> Activity
Pictures are to be omitted, and every entry below is to be restated exactly.

[Stored entries]
-------------------------

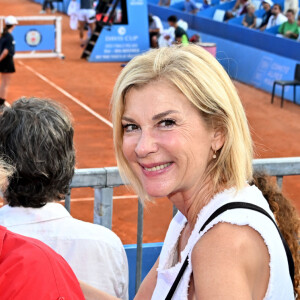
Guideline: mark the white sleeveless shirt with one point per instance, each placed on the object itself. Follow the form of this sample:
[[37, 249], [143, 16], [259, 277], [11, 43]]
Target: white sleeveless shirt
[[280, 285]]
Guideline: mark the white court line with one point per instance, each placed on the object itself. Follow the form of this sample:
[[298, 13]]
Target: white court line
[[67, 94]]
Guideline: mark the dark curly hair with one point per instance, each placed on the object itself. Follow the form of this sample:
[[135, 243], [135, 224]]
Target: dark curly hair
[[286, 218], [36, 137]]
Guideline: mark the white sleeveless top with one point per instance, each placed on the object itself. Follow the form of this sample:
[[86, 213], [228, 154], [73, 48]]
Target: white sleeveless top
[[280, 285]]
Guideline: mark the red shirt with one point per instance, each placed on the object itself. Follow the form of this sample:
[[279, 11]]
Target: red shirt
[[31, 270]]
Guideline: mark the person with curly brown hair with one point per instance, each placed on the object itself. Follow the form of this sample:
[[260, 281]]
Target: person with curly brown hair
[[180, 131], [286, 217], [36, 137]]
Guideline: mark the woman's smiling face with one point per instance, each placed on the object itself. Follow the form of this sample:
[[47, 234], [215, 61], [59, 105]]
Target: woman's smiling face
[[166, 142]]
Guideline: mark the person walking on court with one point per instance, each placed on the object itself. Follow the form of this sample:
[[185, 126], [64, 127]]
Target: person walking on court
[[86, 15], [50, 4], [7, 51]]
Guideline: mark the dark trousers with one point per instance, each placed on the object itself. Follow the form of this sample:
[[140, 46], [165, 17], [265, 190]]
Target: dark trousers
[[46, 3]]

-------------------------

> Output
Guideline: mark the white sleeveless shirt with one point per instance, each placed on the object itself. Follow the form of this sample:
[[37, 249], [143, 16], [259, 277], [11, 43]]
Target: white sleeveless shirt
[[280, 285]]
Guideline: mark the white court line with one point per instance, each placed on the object itself. Follow the form of this sample:
[[298, 13]]
Target: white court line
[[67, 94]]
Guideline: mark the dark curly hair with one point per instance, each placed on the object itself. Follow the form of this sample:
[[135, 243], [135, 224]]
Target: dark curly hair
[[286, 218], [36, 137]]
Guideline: mark the white sleeveless top with one point per instance, each placed on the object itself. Follow the form of this sample:
[[86, 213], [228, 154], [73, 48]]
Target: white sleeveless top
[[280, 285]]
Guideline: mark the red shirt with one point per instance, each placed on the object itself. Follow the form of this sample:
[[279, 11]]
Target: red shirt
[[31, 270]]
Guideline: mark the person with curly brown hair with one point per instance, each placed on the object itself. Follow the form of this sample:
[[260, 281]]
Target: person with curly brown hair
[[180, 131], [286, 217], [36, 137]]
Guideline: mark the woman's smiling face with one point per instance, each placed on the object itself. Follow the form of this sample:
[[47, 234], [215, 61], [59, 105]]
Target: woman's smiling face
[[166, 142]]
Guideline: mark the person walking on court with one point per instance, each placed on the object itself. Follow the form of this sample:
[[185, 126], [64, 127]]
Target: person walking on court
[[86, 15], [50, 4], [7, 51]]
Guideline: mark the dark trousers with one point per instance, each placed on the object itself. Follow the form of this sample:
[[140, 46], [165, 17], [265, 190]]
Target: dark trousers
[[46, 3]]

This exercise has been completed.